The exercise -
In the listing below, render each line from the line containing "For each instance of the toilet" through the line containing "[[551, 380]]", both ends included, as a Markdown table with the columns Row and Line. Number the rows and skip any blank lines.

Given information -
%%

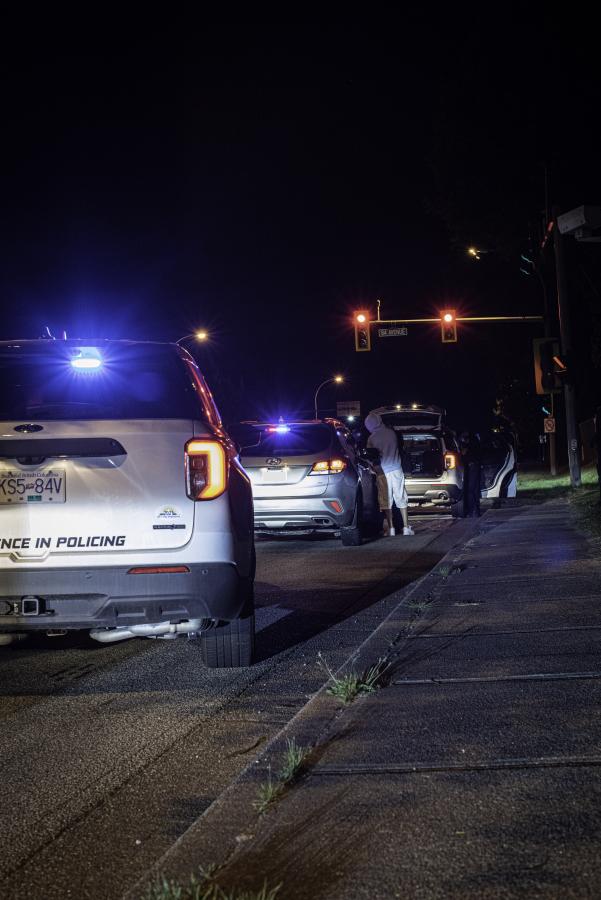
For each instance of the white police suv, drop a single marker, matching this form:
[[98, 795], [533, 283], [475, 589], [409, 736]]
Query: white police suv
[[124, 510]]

%%
%%

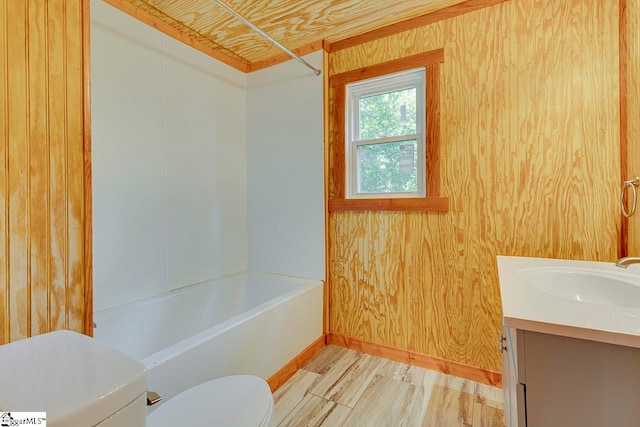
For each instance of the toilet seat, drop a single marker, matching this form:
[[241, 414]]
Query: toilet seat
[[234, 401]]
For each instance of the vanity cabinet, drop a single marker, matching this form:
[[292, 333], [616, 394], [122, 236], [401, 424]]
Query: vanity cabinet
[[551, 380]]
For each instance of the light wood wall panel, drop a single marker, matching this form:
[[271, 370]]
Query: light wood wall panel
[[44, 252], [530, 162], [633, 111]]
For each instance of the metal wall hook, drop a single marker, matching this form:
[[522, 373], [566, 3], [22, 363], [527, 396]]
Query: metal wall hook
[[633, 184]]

%%
%%

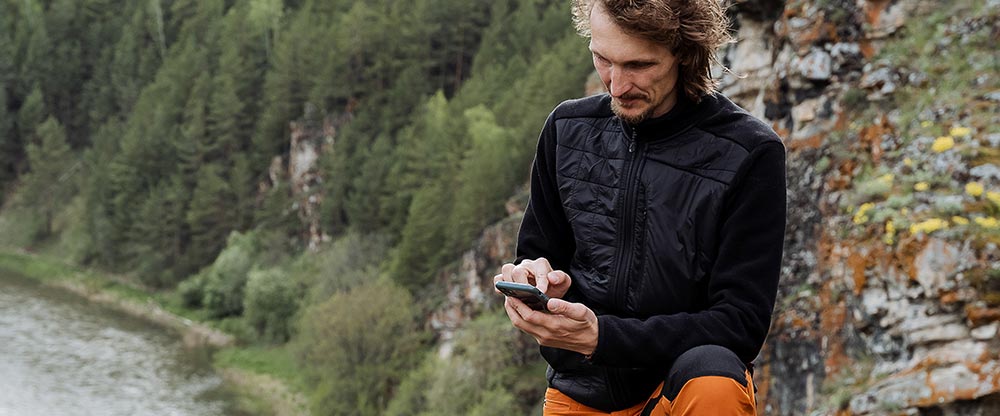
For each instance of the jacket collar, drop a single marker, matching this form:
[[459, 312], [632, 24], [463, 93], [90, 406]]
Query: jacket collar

%%

Response -
| Row | Line |
|---|---|
| 1 | For each instance of the toilet seat, drop a single marker, matching this form: |
| 2 | [[241, 414]] |
| 3 | Query: toilet seat |
| 4 | [[234, 401]] |
| 5 | For each instance of the vanity cabinet, drop a single marker, matching this form: |
| 6 | [[292, 333], [616, 394], [122, 236], [401, 424]] |
| 7 | Query: vanity cabinet |
| 8 | [[551, 380]] |